=== GIVEN PROBLEM A ===
Return every line of the records below that contains the word "yellow".

According to new data from Gallup, membership in churches, mosques and synagogues dipped below fifty percent last year for the first time since pollsters began tracking this issue back in 1937.

In 2020, 47 percent of Americans said they were members of a “church, synagogue or mosque,” down from 50 percent in 2018 and down from 70 percent in 1999.

Take a look at the precipitous decline …

(Click to view)

(Via: Gallup)

According to Gallup’s senior editor Jeffrey M. Jones, “the decline in church membership is primarily a function of the increasing number of Americans who express no religious preference.”

Over the past two decades, the percentage of Americans who do not “identify with any religion” has expanded from eight percent (in 1998-2000) to 21 percent over the past three years.

What about the rest of the drop?

According to Jones, the remaining fallout “can be attributed to a decline in formal church membership among Americans who do have a religious preference.”

‘Between 1998 and 2000, an average of 73 percent of religious Americans belonged to a church, synagogue or mosque,” he noted. “Over the past three years, the average has fallen to 60 percent.”

Gallup pollsters also cited “generational differences” as contributing to the decline – with church membership “strongly correlated with age.”

According to the data, 66 percent of so-called “traditionalists” – U.S. adults born before 1946 – belong to a church, mosque or synagogue compared to 58 percent of baby boomers, 50 percent of Generation X members and just 36 percent of millennials.

Limited data exists for Generation Z members, but Gallup polling “so far (shows) church membership rates similar to those for millennials.”

“The decline in church membership, then, appears largely tied to population change, with those in older generations who were likely to be church members being replaced in the U.S. adult population with people in younger generations who are less likely to belong,” Jones noted. “Also, each year the younger generations are making up an increasingly larger part of the entire U.S. adult population.”

=== GIVEN PROBLEM B ===
Reproduce the passage from the church membership article above, beginning at the words "According to new" and stopping after the words "(Click to view)".

Named object pointing entries:
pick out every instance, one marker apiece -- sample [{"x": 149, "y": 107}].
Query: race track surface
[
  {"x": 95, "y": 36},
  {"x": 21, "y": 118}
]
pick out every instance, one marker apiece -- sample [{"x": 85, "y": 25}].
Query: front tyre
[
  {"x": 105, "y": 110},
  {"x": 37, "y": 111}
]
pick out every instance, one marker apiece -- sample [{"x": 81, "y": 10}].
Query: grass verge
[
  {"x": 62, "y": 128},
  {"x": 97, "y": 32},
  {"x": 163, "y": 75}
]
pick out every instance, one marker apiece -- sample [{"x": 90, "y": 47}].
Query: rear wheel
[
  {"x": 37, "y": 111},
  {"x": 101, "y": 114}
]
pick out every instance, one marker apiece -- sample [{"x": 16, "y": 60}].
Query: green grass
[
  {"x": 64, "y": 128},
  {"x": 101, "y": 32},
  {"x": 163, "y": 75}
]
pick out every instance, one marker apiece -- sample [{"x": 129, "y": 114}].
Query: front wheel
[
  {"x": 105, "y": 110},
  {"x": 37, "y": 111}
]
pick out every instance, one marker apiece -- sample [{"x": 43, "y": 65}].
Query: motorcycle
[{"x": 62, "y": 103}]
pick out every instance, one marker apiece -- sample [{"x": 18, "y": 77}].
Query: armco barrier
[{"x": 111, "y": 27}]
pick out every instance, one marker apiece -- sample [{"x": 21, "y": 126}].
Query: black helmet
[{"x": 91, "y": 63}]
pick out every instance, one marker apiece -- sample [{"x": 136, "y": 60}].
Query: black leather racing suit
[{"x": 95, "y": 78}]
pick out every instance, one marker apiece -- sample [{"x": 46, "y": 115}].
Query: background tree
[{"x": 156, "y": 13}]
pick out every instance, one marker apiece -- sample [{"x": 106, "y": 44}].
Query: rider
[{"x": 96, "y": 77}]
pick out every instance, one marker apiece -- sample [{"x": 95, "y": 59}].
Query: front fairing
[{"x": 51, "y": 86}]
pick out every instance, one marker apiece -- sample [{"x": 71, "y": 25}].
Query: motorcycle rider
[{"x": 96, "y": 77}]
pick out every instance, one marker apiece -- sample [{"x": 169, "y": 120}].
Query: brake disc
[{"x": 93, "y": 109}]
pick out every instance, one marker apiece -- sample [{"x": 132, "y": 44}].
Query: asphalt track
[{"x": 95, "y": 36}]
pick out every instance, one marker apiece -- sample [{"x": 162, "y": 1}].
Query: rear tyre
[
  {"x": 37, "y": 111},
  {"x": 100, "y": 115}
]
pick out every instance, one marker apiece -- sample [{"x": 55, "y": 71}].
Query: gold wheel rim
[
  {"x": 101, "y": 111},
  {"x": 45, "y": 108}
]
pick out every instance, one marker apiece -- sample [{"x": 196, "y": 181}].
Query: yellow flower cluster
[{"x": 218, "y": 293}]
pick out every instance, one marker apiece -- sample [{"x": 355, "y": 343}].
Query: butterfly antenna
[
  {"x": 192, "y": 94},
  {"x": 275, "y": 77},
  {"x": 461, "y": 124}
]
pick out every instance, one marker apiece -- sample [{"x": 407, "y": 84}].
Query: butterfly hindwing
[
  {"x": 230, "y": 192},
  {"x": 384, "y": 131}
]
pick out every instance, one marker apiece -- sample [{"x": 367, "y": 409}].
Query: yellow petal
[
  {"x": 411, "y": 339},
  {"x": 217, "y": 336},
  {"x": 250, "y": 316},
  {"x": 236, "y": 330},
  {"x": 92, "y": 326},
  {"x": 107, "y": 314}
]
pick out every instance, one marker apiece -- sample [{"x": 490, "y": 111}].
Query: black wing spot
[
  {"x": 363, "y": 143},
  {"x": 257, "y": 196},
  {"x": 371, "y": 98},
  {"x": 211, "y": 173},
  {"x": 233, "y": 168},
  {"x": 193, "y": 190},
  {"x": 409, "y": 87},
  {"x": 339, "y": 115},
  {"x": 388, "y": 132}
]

=== FULL RESPONSE A ===
Query: yellow flower cluster
Query: yellow petal

=== FULL RESPONSE B ===
According to new data from Gallup, membership in churches, mosques and synagogues dipped below fifty percent last year for the first time since pollsters began tracking this issue back in 1937.

In 2020, 47 percent of Americans said they were members of a “church, synagogue or mosque,” down from 50 percent in 2018 and down from 70 percent in 1999.

Take a look at the precipitous decline …

(Click to view)